### PAGE TEXT

The Lyric Theatre opened on 31 March 1911, at 749 George Street, Sydney, between Valentine Street and Ultimo Road. Built by the American entrepreneur and film director James Dixon Williams, its seating provided for 865 in the stalls, 400 in the dress circle and 650 in the gallery. With its three tiers of seats in the gallery, at the time it was regarded as the largest and tallest cinema in Sydney.

In 1924 the theatre was refurbished and opened as the Lyric Wintergarden Theatre.

Later, Greater Union took over operations of the cinema, equipping it for sound films, with the acoustics being improved by the addition of panels of softwood lattice to the side-walls.

The original, rather plain decor was later replaced with sharply angled decorations in the Art Deco style and the proscenium was simplified.

In the 1950s the Lyric screened many of the Universal Pictures horror films – Frankenstein, Dracula, The Wolfman, The Mummy and The Invisible Man.

In 1946 the Tommy Burns-Vic Patrick fight was screened as a newsreel of the event and became very popular, drawing huge crowds in George Street for the six daily sessions.

### Collected data

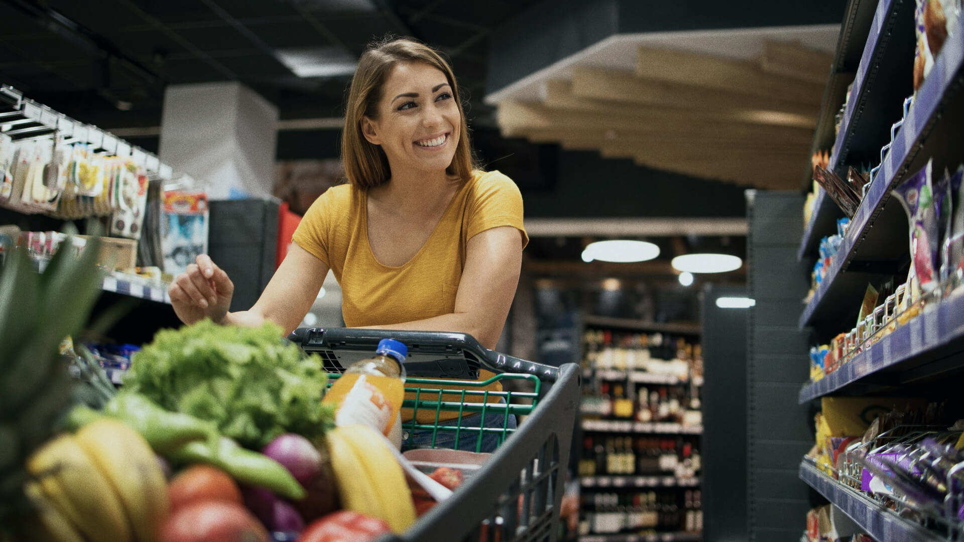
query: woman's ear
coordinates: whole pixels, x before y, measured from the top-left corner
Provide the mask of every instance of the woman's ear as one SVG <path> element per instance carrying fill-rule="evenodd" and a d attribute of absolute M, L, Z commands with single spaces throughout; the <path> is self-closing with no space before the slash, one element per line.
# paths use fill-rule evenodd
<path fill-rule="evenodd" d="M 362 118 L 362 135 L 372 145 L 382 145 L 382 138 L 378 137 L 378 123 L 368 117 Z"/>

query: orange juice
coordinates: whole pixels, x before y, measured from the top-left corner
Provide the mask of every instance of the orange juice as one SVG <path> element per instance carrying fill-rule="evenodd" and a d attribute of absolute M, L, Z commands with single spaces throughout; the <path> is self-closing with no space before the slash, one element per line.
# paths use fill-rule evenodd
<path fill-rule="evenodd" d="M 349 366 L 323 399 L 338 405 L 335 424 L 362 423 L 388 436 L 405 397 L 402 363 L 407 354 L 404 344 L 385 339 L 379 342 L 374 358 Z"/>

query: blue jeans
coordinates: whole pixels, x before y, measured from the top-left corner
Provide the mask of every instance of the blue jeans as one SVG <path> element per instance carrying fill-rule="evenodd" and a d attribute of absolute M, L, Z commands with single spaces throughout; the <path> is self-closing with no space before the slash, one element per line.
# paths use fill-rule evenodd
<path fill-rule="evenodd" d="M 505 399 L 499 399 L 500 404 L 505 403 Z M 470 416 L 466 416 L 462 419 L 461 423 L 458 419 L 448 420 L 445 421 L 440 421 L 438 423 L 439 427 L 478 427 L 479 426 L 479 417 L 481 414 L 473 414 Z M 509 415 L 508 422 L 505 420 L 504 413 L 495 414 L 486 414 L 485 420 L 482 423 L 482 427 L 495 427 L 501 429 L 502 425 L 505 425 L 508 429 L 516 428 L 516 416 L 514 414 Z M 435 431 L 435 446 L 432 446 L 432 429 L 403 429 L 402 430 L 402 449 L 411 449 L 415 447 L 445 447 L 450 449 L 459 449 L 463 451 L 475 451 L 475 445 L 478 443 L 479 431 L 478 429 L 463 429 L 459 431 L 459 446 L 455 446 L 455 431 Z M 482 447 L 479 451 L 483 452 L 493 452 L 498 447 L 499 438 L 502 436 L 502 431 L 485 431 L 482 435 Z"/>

### PROBLEMS TO SOLVE
1) According to the Lyric Theatre passage, how many seats were in the dress circle?
2) Reproduce the Lyric Theatre passage from "The Lyric Theatre" up to and including "proscenium was simplified.".

### TASK RESPONSES
1) 400

2)
The Lyric Theatre opened on 31 March 1911, at 749 George Street, Sydney, between Valentine Street and Ultimo Road. Built by the American entrepreneur and film director James Dixon Williams, its seating provided for 865 in the stalls, 400 in the dress circle and 650 in the gallery. With its three tiers of seats in the gallery, at the time it was regarded as the largest and tallest cinema in Sydney.

In 1924 the theatre was refurbished and opened as the Lyric Wintergarden Theatre.

Later, Greater Union took over operations of the cinema, equipping it for sound films, with the acoustics being improved by the addition of panels of softwood lattice to the side-walls.

The original, rather plain decor was later replaced with sharply angled decorations in the Art Deco style and the proscenium was simplified.